→ **TEXT EXCERPT**:
• • • •

Biotechnology - Therapeutics

Improving the Fate of Transplanted Cells

Scientists take us a step closer to making cell transplantation a viable clinical option.

The human body has the capability to regenerate, yet sometimes the site of damage does not have the right conditions for the body to begin reconstruction. Cell transplantation is a treatment that has the potential to offer permanent symptomatic relief for patients with a variety of diseases and injuries. Once injected into the site that needs repair, healthy cells with the ability to build new tissue can boost the natural regenerative process.

However, to date, inconsistent outcomes in preclinical and clinical trials have highlighted the need to advance cell administration strategies to improve and standardize the administration of cells. Moreover, researchers have observed major variations in cell survival and integration within the host tissue, which is attributable to a lack of a supportive regenerative environment and damaging conditions during implantation, but which also does hinder the translation of potential therapy into clinical practice. Most cells do not exist in isolation; instead, they are surrounded by a structure that supports, protects, and instructs them.

A group of scientists from the Australian National University and Deakin University is interested in developing materials to improve the efficacy of cell transplantation, help the cells integrate within the tissue, and enable the functions that will allow the technology to meet its full potential.

“To date, much improvement has been made to improve the differentiation protocols of transplanted cells to define their fate, with a combination of proteins and cells being implanted to attempt to improve their immediate survival within the tissue,” explains Professor David Nisbet, one of the study’s authors. “However, the efficacy of the technology remains affected by a critical need to improve the long-term survival and integration of transplanted cells. We, and others, believe that this is due to the lack of a carrier material to take on the protective role of the extracellular matrix.”

A schematic representation of cell injection with the dynamic responsive hydrogel (below) and, as a comparison, the gold standard administration route (i.e., cells in suspension methodology). Unlike the standard methodology (PBS or media), the dynamically responsive hydrogel protects the cells by redistributing the shear-forces away from the cell location.

The authors believe that increasing the long-term survival of transplanted cells for repair after injury to the brain (and other tissue) will depend on an ability to provide a suitable milieu for the deployed cells to differentiate into new functional cells that can integrate within the host circuitry. This must involve the fabrication of synthetic, yet biologically relevant, cellular microenvironments that are capable of chemically and physically supporting the survival, differentiation, and integration of transplanted cells within the target tissue.

• • • •

→ **SOURCE DATA**:
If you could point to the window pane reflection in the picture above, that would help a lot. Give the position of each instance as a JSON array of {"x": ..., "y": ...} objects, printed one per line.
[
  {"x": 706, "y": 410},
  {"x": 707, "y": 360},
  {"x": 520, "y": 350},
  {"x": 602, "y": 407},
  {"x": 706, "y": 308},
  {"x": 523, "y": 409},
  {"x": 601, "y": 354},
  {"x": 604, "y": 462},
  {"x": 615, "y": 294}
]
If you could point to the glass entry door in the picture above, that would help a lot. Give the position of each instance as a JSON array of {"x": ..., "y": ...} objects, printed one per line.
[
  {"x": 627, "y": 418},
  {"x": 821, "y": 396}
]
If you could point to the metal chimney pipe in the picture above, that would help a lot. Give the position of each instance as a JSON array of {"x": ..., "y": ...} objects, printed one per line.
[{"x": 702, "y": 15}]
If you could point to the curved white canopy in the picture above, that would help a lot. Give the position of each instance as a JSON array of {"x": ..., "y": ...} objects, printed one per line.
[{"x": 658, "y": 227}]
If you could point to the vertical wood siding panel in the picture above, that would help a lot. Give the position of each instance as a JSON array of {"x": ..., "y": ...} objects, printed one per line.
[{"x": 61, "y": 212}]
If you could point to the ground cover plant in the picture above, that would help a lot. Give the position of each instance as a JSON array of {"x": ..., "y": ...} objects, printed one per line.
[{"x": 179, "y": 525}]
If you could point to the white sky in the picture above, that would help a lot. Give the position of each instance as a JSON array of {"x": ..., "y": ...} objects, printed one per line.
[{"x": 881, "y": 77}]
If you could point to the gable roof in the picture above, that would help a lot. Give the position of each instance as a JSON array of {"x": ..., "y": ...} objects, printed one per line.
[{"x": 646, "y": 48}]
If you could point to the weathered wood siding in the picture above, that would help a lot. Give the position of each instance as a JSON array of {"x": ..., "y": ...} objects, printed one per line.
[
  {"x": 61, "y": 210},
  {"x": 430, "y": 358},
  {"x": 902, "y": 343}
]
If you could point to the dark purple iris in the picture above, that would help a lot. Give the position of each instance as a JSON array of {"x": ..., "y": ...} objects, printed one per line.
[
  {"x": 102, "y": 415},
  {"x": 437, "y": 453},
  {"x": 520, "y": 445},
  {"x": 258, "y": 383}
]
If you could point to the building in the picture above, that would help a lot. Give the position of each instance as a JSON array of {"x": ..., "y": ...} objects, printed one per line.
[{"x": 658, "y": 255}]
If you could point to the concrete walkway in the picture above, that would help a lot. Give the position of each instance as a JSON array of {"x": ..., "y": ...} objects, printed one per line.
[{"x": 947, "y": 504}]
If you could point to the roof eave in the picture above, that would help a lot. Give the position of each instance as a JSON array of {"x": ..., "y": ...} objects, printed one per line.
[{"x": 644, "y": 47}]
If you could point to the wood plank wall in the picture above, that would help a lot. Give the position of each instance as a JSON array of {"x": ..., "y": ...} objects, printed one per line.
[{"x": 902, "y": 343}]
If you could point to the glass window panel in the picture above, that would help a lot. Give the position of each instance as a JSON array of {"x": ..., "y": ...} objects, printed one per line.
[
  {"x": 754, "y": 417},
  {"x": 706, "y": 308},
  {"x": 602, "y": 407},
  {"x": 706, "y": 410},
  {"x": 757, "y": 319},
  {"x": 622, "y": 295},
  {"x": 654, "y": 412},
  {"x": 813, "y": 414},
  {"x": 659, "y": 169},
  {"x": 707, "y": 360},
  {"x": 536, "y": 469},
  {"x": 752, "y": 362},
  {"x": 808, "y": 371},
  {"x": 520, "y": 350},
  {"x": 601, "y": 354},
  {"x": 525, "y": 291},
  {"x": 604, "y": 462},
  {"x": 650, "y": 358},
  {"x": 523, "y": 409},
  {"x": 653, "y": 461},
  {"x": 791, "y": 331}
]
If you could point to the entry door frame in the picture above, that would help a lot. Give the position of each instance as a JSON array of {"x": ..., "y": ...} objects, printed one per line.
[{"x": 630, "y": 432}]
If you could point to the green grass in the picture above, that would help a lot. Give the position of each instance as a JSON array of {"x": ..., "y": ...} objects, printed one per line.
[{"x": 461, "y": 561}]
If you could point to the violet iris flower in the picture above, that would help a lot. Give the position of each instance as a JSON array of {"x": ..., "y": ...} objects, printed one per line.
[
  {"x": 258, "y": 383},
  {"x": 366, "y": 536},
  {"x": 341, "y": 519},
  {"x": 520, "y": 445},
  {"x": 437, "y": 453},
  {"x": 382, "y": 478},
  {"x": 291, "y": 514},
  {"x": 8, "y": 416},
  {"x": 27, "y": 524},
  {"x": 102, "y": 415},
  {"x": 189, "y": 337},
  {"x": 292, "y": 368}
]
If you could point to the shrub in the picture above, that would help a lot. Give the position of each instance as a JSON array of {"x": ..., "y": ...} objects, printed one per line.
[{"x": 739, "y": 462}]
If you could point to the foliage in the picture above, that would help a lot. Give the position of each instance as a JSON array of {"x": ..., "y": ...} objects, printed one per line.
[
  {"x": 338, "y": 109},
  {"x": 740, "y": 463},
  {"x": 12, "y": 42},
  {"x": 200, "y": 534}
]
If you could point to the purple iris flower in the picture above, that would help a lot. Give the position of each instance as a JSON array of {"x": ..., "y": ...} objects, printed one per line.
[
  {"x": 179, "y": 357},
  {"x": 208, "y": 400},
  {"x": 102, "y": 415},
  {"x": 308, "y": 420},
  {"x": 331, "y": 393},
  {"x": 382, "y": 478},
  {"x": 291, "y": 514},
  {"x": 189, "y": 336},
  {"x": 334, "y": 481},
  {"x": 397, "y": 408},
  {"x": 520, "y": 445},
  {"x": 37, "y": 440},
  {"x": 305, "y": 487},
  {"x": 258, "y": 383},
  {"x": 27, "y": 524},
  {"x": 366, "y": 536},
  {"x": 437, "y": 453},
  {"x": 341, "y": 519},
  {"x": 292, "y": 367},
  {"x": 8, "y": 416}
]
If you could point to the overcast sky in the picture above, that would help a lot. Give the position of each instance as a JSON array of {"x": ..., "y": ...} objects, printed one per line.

• • • •

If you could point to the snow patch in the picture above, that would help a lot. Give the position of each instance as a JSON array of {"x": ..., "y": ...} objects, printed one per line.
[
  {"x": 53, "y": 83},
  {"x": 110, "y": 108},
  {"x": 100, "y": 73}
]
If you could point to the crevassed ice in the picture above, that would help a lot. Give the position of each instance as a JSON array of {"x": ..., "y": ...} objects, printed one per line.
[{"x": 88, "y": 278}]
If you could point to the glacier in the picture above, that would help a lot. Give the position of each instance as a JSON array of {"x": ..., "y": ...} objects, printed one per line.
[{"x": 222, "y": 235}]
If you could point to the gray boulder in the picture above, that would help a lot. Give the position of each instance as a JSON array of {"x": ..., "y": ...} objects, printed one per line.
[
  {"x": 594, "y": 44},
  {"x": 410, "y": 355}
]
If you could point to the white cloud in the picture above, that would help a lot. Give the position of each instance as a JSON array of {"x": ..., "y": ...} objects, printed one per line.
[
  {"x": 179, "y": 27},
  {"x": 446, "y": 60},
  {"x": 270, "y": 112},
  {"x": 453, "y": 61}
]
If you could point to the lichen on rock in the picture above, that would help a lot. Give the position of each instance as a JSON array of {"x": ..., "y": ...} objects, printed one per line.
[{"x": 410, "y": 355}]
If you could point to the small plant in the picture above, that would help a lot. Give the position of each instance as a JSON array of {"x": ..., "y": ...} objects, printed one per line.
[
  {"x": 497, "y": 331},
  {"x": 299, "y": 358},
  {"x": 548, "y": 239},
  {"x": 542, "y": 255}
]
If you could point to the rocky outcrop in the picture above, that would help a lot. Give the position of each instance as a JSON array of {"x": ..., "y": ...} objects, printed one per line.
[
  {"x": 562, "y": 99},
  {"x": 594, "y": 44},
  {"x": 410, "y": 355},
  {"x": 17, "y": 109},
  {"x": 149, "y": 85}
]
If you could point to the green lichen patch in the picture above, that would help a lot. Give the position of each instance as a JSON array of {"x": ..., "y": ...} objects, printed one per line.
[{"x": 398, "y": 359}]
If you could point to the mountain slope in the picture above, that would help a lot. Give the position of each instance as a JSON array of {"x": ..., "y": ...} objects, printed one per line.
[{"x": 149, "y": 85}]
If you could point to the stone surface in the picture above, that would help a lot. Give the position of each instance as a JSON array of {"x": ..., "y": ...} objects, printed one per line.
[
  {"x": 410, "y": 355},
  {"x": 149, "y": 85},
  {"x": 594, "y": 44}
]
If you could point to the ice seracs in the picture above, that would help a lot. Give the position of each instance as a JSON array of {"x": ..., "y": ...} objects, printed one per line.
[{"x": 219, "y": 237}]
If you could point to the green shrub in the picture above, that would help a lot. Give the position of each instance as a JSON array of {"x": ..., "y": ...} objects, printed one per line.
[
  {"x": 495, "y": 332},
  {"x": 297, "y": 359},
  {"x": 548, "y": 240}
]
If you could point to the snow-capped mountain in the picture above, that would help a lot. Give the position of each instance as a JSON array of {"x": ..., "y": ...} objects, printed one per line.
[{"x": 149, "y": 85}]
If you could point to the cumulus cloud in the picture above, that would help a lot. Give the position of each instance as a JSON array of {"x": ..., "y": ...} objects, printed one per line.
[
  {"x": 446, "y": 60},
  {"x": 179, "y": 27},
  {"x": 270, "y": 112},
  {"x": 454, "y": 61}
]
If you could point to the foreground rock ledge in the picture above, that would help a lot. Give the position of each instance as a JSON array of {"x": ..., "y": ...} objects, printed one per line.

• • • •

→ **BRIEF**: Can you copy, word for word, the stretch of the cell transplantation article from "However, to date, inconsistent" through "and instructs them."?

→ **EXERCISE OUTPUT**:
However, to date, inconsistent outcomes in preclinical and clinical trials have highlighted the need to advance cell administration strategies to improve and standardize the administration of cells. Moreover, researchers have observed major variations in cell survival and integration within the host tissue, which is attributable to a lack of a supportive regenerative environment and damaging conditions during implantation, but which also does hinder the translation of potential therapy into clinical practice. Most cells do not exist in isolation; instead, they are surrounded by a structure that supports, protects, and instructs them.